Exercise inputs —
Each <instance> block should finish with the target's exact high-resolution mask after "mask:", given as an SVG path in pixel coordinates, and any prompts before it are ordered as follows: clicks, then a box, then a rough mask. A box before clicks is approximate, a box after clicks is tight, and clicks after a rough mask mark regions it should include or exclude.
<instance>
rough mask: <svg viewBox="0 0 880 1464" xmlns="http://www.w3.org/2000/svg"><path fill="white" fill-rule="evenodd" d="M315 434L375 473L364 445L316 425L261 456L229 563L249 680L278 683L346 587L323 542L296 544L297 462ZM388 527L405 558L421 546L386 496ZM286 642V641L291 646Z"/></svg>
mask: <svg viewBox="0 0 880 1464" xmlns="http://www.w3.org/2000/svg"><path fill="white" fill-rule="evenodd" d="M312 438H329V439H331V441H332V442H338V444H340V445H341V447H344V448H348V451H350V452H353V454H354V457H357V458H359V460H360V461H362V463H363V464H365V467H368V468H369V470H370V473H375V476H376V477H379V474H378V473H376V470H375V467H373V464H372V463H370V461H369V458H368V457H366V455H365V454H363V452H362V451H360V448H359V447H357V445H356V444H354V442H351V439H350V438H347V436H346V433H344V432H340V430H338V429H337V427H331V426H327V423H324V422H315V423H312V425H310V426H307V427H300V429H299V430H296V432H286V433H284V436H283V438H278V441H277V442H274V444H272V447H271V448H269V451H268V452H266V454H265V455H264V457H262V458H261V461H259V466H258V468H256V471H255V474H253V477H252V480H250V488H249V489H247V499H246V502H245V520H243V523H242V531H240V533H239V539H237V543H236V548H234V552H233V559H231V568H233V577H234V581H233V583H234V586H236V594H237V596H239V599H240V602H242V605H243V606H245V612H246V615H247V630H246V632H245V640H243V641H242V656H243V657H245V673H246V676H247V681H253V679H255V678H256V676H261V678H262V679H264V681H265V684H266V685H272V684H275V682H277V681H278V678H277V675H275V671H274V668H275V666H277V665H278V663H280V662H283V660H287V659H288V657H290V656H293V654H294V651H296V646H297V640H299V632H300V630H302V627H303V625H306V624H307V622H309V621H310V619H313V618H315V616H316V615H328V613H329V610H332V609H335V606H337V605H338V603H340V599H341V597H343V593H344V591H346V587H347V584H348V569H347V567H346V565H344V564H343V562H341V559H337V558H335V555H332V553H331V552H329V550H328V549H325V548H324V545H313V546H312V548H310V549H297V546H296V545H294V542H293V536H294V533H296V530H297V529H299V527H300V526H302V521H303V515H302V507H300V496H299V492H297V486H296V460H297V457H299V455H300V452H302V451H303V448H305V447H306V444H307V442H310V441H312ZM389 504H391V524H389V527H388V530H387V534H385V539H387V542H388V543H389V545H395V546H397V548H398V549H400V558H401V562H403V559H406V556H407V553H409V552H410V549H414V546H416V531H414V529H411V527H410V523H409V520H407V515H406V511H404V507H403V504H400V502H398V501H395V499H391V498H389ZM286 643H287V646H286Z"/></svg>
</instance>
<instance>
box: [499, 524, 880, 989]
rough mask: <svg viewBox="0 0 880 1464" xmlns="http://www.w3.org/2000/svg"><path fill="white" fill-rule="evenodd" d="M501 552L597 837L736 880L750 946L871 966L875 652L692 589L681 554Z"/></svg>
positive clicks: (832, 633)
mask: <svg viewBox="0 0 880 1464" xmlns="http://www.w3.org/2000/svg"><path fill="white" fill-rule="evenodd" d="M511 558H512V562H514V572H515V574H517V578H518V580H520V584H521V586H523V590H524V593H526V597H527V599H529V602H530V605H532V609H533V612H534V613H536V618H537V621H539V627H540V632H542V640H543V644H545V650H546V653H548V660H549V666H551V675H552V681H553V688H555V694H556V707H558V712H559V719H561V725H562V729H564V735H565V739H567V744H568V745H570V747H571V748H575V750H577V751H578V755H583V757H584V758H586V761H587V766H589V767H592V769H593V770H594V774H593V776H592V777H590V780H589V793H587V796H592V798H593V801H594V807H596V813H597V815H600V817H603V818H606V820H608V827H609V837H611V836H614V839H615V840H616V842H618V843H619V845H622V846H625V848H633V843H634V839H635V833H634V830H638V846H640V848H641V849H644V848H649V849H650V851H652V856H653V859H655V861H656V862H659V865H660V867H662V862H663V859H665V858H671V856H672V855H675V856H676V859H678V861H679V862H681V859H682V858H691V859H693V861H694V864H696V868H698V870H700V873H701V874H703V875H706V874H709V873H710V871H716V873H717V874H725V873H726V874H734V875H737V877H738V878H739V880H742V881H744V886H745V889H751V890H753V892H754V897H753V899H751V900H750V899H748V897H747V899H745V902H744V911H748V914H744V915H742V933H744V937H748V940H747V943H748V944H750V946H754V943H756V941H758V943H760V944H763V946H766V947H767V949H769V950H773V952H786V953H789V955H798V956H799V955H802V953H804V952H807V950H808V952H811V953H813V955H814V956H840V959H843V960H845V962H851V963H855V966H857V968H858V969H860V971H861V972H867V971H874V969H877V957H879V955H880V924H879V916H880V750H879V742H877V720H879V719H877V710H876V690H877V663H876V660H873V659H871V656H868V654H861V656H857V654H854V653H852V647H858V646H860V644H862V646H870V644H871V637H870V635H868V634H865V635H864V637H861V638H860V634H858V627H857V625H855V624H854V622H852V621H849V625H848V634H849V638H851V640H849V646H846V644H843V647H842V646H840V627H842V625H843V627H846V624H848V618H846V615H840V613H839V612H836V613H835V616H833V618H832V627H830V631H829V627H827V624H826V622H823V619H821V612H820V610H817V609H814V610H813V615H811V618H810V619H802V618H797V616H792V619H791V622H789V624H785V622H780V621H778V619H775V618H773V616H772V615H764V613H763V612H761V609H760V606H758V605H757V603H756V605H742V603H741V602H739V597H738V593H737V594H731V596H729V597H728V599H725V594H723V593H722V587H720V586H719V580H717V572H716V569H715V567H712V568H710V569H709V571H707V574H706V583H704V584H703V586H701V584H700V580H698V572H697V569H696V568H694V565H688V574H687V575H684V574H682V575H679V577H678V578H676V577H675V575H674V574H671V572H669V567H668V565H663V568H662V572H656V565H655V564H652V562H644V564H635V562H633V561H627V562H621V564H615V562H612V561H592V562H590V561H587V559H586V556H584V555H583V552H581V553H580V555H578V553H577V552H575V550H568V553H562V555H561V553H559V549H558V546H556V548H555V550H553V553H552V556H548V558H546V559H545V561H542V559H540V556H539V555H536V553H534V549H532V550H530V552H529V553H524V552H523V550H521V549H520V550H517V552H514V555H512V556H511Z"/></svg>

What the exercise asks — Write out the whole listing above again, reproducing every line without any change.

Solved problem —
Each <instance> block should finish with the target's exact high-resolution mask after "mask:", given as an SVG path in pixel coordinates, and any prompts before it are ordered as follows: clicks, then a box, then a rough mask. A box before clicks is approximate, a box after clicks is tight, and clicks after a rough mask mark regions it should include or exclude.
<instance>
rough mask: <svg viewBox="0 0 880 1464" xmlns="http://www.w3.org/2000/svg"><path fill="white" fill-rule="evenodd" d="M315 434L375 473L364 445L316 425L261 456L229 563L249 680L278 683L346 587L323 542L296 544L297 462ZM388 527L405 558L421 546L386 496ZM286 642V641L291 646Z"/></svg>
mask: <svg viewBox="0 0 880 1464" xmlns="http://www.w3.org/2000/svg"><path fill="white" fill-rule="evenodd" d="M312 438H329V439H331V441H332V442H338V444H340V445H341V447H344V448H348V451H350V452H353V454H354V457H357V458H359V460H360V461H362V463H363V464H365V467H368V468H369V470H370V473H375V476H376V477H379V474H378V473H376V470H375V467H373V464H372V463H370V461H369V458H368V457H366V455H365V454H363V452H362V451H360V448H359V447H357V445H356V444H354V442H351V439H350V438H347V436H346V433H344V432H340V430H338V429H337V427H331V426H327V423H324V422H315V423H312V425H310V426H307V427H300V429H299V430H296V432H286V433H284V436H283V438H278V441H277V442H274V444H272V447H271V448H269V451H268V452H266V454H265V455H264V457H262V458H261V461H259V466H258V468H256V471H255V474H253V477H252V480H250V488H249V489H247V499H246V502H245V520H243V523H242V531H240V533H239V539H237V543H236V548H234V552H233V559H231V568H233V577H234V581H233V583H234V586H236V594H237V596H239V599H240V602H242V605H243V606H245V612H246V615H247V630H246V632H245V640H243V641H242V656H243V657H245V673H246V676H247V681H253V679H255V678H256V676H261V678H262V679H264V681H265V684H266V685H272V684H275V682H277V681H278V678H277V675H275V671H274V668H275V666H277V665H278V663H280V662H283V660H287V659H288V657H290V656H293V654H294V651H296V646H297V640H299V632H300V630H302V627H303V625H306V624H307V622H309V621H310V619H313V618H315V616H316V615H328V613H329V610H332V609H335V606H337V605H338V603H340V599H341V597H343V593H344V591H346V587H347V584H348V569H347V567H346V565H344V564H343V562H341V559H337V558H335V555H332V553H331V552H329V550H328V549H325V548H324V545H313V546H312V548H310V549H297V546H296V545H294V542H293V536H294V533H296V530H297V529H299V527H300V526H302V521H303V515H302V507H300V496H299V492H297V486H296V460H297V457H299V455H300V452H302V451H303V448H305V447H306V444H307V442H310V441H312ZM389 504H391V524H389V527H388V530H387V534H385V539H387V542H388V543H389V545H395V546H397V548H398V549H400V558H401V562H403V559H406V556H407V553H409V552H410V549H414V546H416V531H414V529H411V527H410V523H409V520H407V515H406V511H404V507H403V504H400V502H398V501H395V499H391V498H389ZM286 643H287V646H286Z"/></svg>
</instance>
<instance>
box: [499, 524, 880, 989]
rough mask: <svg viewBox="0 0 880 1464" xmlns="http://www.w3.org/2000/svg"><path fill="white" fill-rule="evenodd" d="M501 552L597 837L736 880L750 946L871 966L875 652L692 589L681 554Z"/></svg>
positive clicks: (832, 633)
mask: <svg viewBox="0 0 880 1464" xmlns="http://www.w3.org/2000/svg"><path fill="white" fill-rule="evenodd" d="M511 558H512V562H514V572H515V574H517V578H518V580H520V584H521V586H523V590H524V593H526V597H527V599H529V602H530V605H532V609H533V612H534V613H536V618H537V621H539V627H540V632H542V640H543V644H545V650H546V653H548V660H549V666H551V675H552V681H553V688H555V694H556V707H558V712H559V719H561V725H562V729H564V735H565V739H567V744H568V745H570V747H571V748H575V750H577V751H578V755H583V757H584V758H586V761H587V766H589V767H592V769H593V770H594V774H593V776H592V777H590V780H589V793H587V796H592V798H593V801H594V807H596V813H597V815H600V817H603V818H606V820H608V827H609V837H611V836H614V839H615V840H616V842H618V843H619V845H622V846H625V848H633V843H634V839H635V833H634V830H638V846H640V848H641V849H644V848H649V849H650V851H652V856H653V859H655V861H656V862H659V865H660V867H662V862H663V859H665V858H671V856H672V855H675V856H676V859H678V861H679V862H681V859H682V858H691V859H693V861H694V864H696V868H698V870H700V873H701V874H703V875H706V874H709V873H710V871H716V873H717V874H725V873H726V874H734V875H737V877H738V878H739V880H742V881H744V886H745V889H751V890H753V892H754V897H753V899H751V900H750V899H748V897H747V899H745V902H744V911H748V914H744V915H742V933H744V937H748V940H747V943H748V944H750V946H754V943H756V941H758V943H760V944H763V946H766V947H767V949H769V950H773V952H786V953H789V955H798V956H799V955H802V953H804V952H807V950H808V952H811V953H813V955H814V956H840V959H843V960H845V962H851V963H855V966H857V968H858V969H860V971H861V972H867V971H874V969H877V957H879V955H880V924H879V916H880V750H879V742H877V720H879V719H877V710H876V690H877V663H876V660H873V659H871V656H868V654H861V656H857V654H854V653H852V647H858V646H860V644H862V646H870V644H871V637H870V635H868V634H865V635H864V637H861V638H860V634H858V627H857V625H855V624H854V622H852V621H849V625H848V634H849V638H851V640H849V646H846V644H843V647H842V646H840V627H842V625H843V627H846V624H848V618H846V615H840V613H839V612H836V613H835V616H833V618H832V627H830V631H829V627H827V624H826V622H823V619H821V612H820V610H817V609H814V610H813V615H811V618H810V619H802V618H797V616H792V619H791V622H789V624H785V622H780V621H778V619H775V618H773V616H772V615H764V613H763V612H761V609H760V606H758V605H757V603H756V605H742V603H741V602H739V597H738V593H737V594H731V596H729V597H728V599H725V594H723V593H722V587H720V586H719V580H717V572H716V569H715V567H712V568H710V569H709V571H707V574H706V583H704V584H703V586H701V584H700V580H698V572H697V569H696V568H694V565H688V574H687V575H684V574H682V575H679V577H678V578H676V577H675V575H674V574H671V572H669V567H668V565H663V568H662V572H656V565H655V564H652V562H644V564H635V562H633V561H627V562H621V564H615V562H612V561H592V562H590V561H587V559H586V556H584V555H583V552H581V553H580V555H578V553H577V552H575V550H568V553H562V555H561V553H559V549H558V546H556V548H555V550H553V553H552V556H548V558H546V559H545V561H542V559H540V556H539V555H536V553H534V549H532V550H530V552H529V553H524V552H523V550H521V549H520V550H517V552H514V555H512V556H511Z"/></svg>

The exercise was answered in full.